══ Record excerpts ══

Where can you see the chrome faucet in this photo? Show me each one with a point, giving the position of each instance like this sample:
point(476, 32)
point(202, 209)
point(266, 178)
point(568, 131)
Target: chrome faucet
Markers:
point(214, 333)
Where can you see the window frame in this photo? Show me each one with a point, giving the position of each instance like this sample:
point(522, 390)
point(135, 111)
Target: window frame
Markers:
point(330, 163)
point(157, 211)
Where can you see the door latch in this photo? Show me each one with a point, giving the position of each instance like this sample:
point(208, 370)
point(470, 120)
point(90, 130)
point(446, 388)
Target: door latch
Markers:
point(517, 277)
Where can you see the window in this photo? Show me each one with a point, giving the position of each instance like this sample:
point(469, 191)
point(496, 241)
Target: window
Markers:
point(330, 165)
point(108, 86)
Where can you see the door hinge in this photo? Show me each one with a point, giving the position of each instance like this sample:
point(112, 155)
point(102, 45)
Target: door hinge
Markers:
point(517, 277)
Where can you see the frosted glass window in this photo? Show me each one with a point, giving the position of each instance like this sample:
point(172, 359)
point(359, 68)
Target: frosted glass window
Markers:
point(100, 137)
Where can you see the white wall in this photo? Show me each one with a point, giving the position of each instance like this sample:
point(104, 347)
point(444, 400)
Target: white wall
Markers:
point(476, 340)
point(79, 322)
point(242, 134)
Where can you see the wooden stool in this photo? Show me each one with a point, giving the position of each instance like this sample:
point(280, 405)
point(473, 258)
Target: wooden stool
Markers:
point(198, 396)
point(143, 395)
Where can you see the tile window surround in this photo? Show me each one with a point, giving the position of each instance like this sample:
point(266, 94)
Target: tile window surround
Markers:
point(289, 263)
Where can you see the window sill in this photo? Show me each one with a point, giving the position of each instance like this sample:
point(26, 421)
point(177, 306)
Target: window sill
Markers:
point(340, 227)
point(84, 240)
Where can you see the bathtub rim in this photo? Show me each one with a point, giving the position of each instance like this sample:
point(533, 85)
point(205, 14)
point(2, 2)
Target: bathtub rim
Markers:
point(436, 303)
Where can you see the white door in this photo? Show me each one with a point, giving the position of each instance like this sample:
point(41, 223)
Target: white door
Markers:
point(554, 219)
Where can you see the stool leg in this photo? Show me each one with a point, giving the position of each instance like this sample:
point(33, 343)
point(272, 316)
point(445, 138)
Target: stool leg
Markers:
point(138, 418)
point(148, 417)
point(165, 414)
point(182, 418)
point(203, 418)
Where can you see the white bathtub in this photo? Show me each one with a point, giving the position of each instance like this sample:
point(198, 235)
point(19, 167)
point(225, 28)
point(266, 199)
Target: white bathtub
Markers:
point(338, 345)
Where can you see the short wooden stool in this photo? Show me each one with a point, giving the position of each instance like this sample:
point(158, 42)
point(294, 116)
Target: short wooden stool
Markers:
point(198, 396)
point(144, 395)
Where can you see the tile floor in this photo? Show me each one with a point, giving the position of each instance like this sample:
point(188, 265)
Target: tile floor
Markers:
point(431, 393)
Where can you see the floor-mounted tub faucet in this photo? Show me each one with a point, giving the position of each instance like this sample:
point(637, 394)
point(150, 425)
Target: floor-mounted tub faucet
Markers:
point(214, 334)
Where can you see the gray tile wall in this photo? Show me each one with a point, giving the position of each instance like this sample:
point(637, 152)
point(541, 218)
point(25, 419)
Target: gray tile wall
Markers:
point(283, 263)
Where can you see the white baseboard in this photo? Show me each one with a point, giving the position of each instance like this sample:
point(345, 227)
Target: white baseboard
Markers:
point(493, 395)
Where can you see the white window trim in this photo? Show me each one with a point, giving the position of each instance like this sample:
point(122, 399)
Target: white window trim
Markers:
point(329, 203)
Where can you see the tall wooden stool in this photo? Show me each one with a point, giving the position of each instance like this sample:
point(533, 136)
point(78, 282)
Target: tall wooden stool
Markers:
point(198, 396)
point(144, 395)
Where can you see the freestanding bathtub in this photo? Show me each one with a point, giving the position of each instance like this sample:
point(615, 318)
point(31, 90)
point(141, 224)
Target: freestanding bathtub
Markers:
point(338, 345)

═══

| What to do |
Can you transcribe every line of the records above, keeping each character unchanged?

| Exercise output |
Where can you see the chrome faucet in this photo? Show me each one with a point, giving the position of each instance like this sample:
point(476, 32)
point(202, 209)
point(266, 178)
point(568, 131)
Target: chrome faucet
Markers:
point(214, 333)
Where can you see the window frame in this photo? Show me each one with a point, giving the position of each instance like this sample:
point(522, 390)
point(135, 111)
Target: window frame
Markers:
point(330, 163)
point(157, 211)
Where can you see the door latch in this photo? Show me each one with a point, giving the position of each instance like this sample:
point(208, 370)
point(470, 120)
point(90, 130)
point(446, 388)
Target: door latch
Markers:
point(517, 277)
Where can you see the window in this photo? Show me each one with a point, giving the position of each instance like this sample:
point(469, 191)
point(496, 241)
Target: window
Markers:
point(330, 165)
point(108, 86)
Where can you see the door hinge in this photo? Show me each one with a point, giving the position of each instance like this sample:
point(112, 155)
point(102, 45)
Target: door hinge
Markers:
point(517, 277)
Where can you see the frosted glass window in this photo? Show me each one with a point, giving the position of each instance like this sample:
point(172, 359)
point(359, 68)
Target: frosted glass window
Markers:
point(100, 137)
Where can you see the white wall in this photo? Show me each one with a point, giving the position of each instance like this sample:
point(104, 347)
point(444, 400)
Target: white wall
Markers:
point(476, 340)
point(79, 322)
point(242, 134)
Where can you see the wooden stool in this photo? Show me each one with a point, giving the position of each instance like this sample:
point(280, 405)
point(473, 258)
Target: wooden stool
Markers:
point(198, 396)
point(143, 395)
Where can you see the tile window surround in this photo? Show me each one with a point, giving the position of each instance like this sample:
point(266, 94)
Target: tile window surround
Markers:
point(289, 263)
Where can you see the window sill in this photo? Show me each one with a point, giving the position of each instance like this sample:
point(26, 421)
point(177, 306)
Target: window sill
Markers:
point(340, 227)
point(84, 240)
Where can you see the bathtub rim in this photo? Show me each one with a point, giving the position of each instance like this sample:
point(533, 85)
point(205, 14)
point(2, 2)
Target: bathtub rim
Markers:
point(436, 303)
Where can you see the white door in this photo? Show me each one with a point, giving the position of each instance like this sample:
point(41, 223)
Target: white door
Markers:
point(554, 219)
Where can you see the stool leg in this photo? Show me each one with a point, giving the position of each instance like this sample:
point(33, 343)
point(272, 316)
point(445, 138)
Target: stool leg
Markers:
point(138, 418)
point(148, 417)
point(165, 414)
point(182, 418)
point(203, 418)
Where can you see the white bathtub in this photo? Show me each one with a point, giving the position of each instance like this sample:
point(198, 235)
point(19, 167)
point(225, 28)
point(266, 199)
Target: white bathtub
Markers:
point(338, 345)
Where can you see the short wooden stool in this photo? Show me each one with a point, giving the position of each instance like this sample:
point(158, 42)
point(294, 116)
Target: short wooden stool
Markers:
point(198, 396)
point(144, 395)
Where can you see the tile floor in this photo? Show me each one with a point, giving the position of each instance like this sample:
point(188, 265)
Target: tile floor
Markers:
point(431, 393)
Where can you see the floor-mounted tub faucet in this photo? Show me each one with a point, giving the position of each instance like this sample:
point(637, 394)
point(150, 425)
Target: floor-mounted tub faucet
Markers:
point(214, 334)
Where can you see the gray tile wall in this photo? Show me each one with a point, giving the position of each instance like this sample:
point(637, 152)
point(541, 218)
point(25, 419)
Target: gray tile wall
Markers:
point(283, 263)
Where can you see the white baseboard in this photo? Show me each one with a point, giving the position of each instance like this sample:
point(345, 227)
Target: white baseboard
Markers:
point(493, 395)
Where can you see the white window trim in this photo? Show me each one with a point, giving the position of each instance like this sample:
point(122, 399)
Target: white window trim
Markers:
point(329, 203)
Where can you see the tall wooden stool in this photo? Show me each one with a point, giving the position of each instance like this sample:
point(533, 136)
point(78, 282)
Target: tall wooden stool
Markers:
point(198, 396)
point(144, 395)
Where can you see the freestanding bathtub in this photo? Show me each one with a point, giving the position of each instance like this sample:
point(615, 318)
point(31, 90)
point(141, 224)
Target: freestanding bathtub
Markers:
point(338, 345)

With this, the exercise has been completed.